__ИСХОДНЫЙ ТЕКСТ__
****************************************
В назначении Дёница на пост главы государства сыграли роль различные факторы. Шпеер предположил это, когда покидал Гитлера 23 апреля; видимо, на это решение оказали некоторое влияние Геббельс и Борман. Доверие Гитлера к гроссадмиралу также имело важное значение, и в последние несколько дней это доверие только повысилось благодаря готовности Дёница прислать подчиненные ему формирования. В конце концов, однако, этот вопрос, скорее всего, был решен силой обстоятельств. После бегства Гиммлера вряд ли кто-нибудь еще был под рукой. Главнокомандующий люфтваффе был только что назначен и не был достаточно крупным государственным деятелем; Шернера, которого Гитлер сделал главнокомандующим сухопутными войсками, в вермахте весьма недолюбливали, а Кейтеля рассматривали просто как марионетку Гитлера или «технического генерала». Поэтому Дёниц оставался единственным приемлемым главнокомандующим родом войск на эту роль. Кроме того, его назначение подкрепляло призыв Гитлера продолжать войну.

 

В своем завещании Гитлер объявил, что предпочитает смерть «трусливому отречению или действительной капитуляции». Последнее он рассматривал как огромный позор. Его взгляды на самоубийство изменились, ибо первоначально он называл это актом трусости. Тем не менее, когда фельдмаршал Паулюс сдался в Сталинграде, Гитлер сказал, что лучше бы он застрелился или похоронил себя заживо. Командир должен пасть на свой меч, заявил фюрер, когда понял, что сражение проиграно.
****************************************
__ЧТО НУЖНО СДЕЛАТЬ__
1. Пожалуйста, переведите на английский язык предложение из текста: «После бегства Гиммлера вряд ли кто-нибудь еще был под рукой».
2. Какого числа Шпеер покинул Гитлера, согласно тексту?
3. Выпишите из текста отрывок между словами «В своем завещании» и «что сражение проиграно.» включительно.
****************************************
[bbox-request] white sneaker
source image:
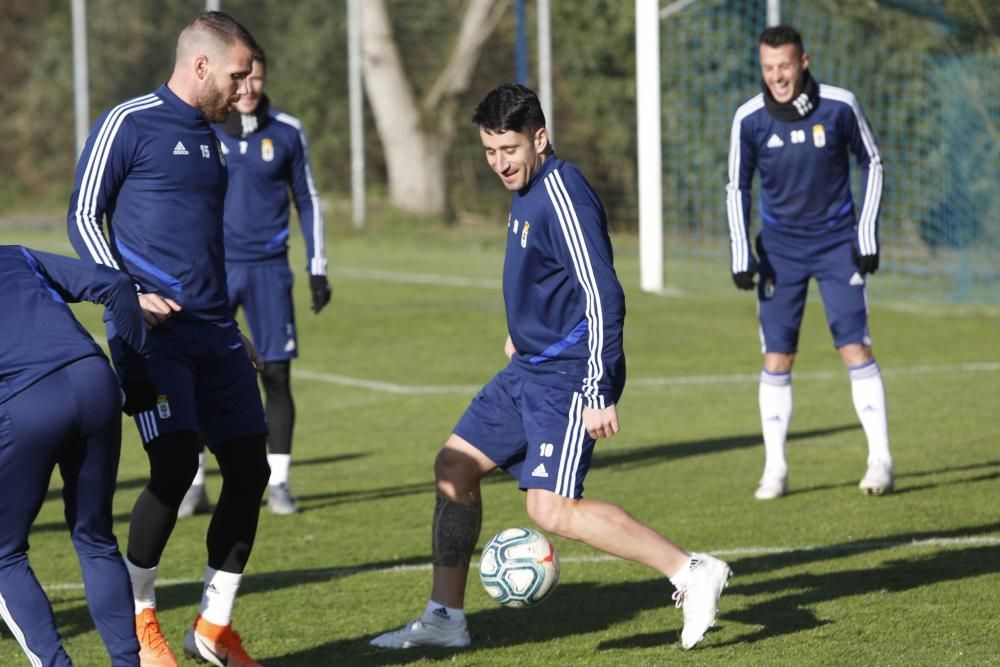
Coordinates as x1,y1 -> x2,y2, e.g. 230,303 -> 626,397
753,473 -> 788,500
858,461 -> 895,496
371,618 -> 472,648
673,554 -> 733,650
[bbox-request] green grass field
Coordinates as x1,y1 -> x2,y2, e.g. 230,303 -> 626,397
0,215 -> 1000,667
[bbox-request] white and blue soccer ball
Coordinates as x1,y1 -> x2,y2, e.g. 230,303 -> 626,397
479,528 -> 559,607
****************************************
__ОТВЕТЫ ПО ЗАДАНИЯМ__
1. After Himmler's flight, there was hardly anyone else at hand.

2. 23 апреля.

3.
В своем завещании Гитлер объявил, что предпочитает смерть «трусливому отречению или действительной капитуляции». Последнее он рассматривал как огромный позор. Его взгляды на самоубийство изменились, ибо первоначально он называл это актом трусости. Тем не менее, когда фельдмаршал Паулюс сдался в Сталинграде, Гитлер сказал, что лучше бы он застрелился или похоронил себя заживо. Командир должен пасть на свой меч, заявил фюрер, когда понял, что сражение проиграно.